### READING TEXT
* begin *

Saturday 8 October 2011

Gobble, Gobble

I couldn’t let Thanksgiving weekend pass without writing something about turkeys and their history.  It’s been fun researching this blog.  I learned a lot along the way.

Turkeys have been part of North American culture for a lot longer than pilgrims and Thanksgiving.  Did you know that fossil records indicate that they diverged from pheasants about 11 million years ago?  During the Pleistocene age, their habitat probably extended from the middle latitudes of North America to the northern latitudes of South America.

Turkeys were one of the first animals to be domesticated in the Americas.  The Aztecs considered them so important that they dedicated two religious festivals to them.  The Maya raised them too, as did the Navajo.

By the time the first European explorers arrived in Mexico, turkeys were a commonly raised domestic animal.  In 1519, Cortez and his fellow Spanish Conquistadors found the Aztecs raising huexolotlin (turkeys) around their homes, and turkey was served at royal meals hosted by Montezuma.

The Spaniards carried turkeys back to Europe where they quickly became a popular fowl and a choice dish for state dinners. The turkey was little larger than the traditional goose, with a lot more meat and a refreshingly new taste.

* end *

### WHAT IS NEEDED
Rewrite the turkey history post between "Saturday 8 October" and "of South America.", inclusive, putting "grouse" wherever "pheasants" appears.

### DATASET CONTENT
* begin *

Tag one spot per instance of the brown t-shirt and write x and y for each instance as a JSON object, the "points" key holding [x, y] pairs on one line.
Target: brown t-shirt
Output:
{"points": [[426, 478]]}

* end *

### SOLUTION FOR THIS PROBLEM
Saturday 8 October 2011

Gobble, Gobble

I couldn’t let Thanksgiving weekend pass without writing something about turkeys and their history.  It’s been fun researching this blog.  I learned a lot along the way.

Turkeys have been part of North American culture for a lot longer than pilgrims and Thanksgiving.  Did you know that fossil records indicate that they diverged from grouse about 11 million years ago?  During the Pleistocene age, their habitat probably extended from the middle latitudes of North America to the northern latitudes of South America.